Dataset extract below:
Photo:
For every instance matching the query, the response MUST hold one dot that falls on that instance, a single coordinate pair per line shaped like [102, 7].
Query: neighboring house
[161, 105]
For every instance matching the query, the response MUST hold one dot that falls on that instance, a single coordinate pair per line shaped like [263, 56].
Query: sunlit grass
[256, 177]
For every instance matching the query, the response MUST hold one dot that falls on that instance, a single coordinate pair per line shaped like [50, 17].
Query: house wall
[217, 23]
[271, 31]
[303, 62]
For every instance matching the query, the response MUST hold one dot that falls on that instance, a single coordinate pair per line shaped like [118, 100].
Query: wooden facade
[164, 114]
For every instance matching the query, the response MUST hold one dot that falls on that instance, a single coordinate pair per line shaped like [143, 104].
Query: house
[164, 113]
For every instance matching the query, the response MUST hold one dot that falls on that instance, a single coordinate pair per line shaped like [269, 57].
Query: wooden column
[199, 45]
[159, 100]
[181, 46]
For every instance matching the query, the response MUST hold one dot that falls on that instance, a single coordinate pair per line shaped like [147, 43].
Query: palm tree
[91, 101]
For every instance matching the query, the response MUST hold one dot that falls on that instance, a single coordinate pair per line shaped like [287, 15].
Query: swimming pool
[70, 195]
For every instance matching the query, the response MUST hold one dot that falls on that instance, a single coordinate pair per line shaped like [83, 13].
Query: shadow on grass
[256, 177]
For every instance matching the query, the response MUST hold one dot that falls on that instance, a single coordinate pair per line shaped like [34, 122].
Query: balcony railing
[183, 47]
End of Dataset extract.
Dataset extract below:
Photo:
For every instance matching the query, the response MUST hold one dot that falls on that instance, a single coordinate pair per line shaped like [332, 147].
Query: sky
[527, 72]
End of Dataset extract.
**Problem details:** After reading the entries above, report the number of lines that include the string "every". Give no other text.

**Answer to the exercise:** 11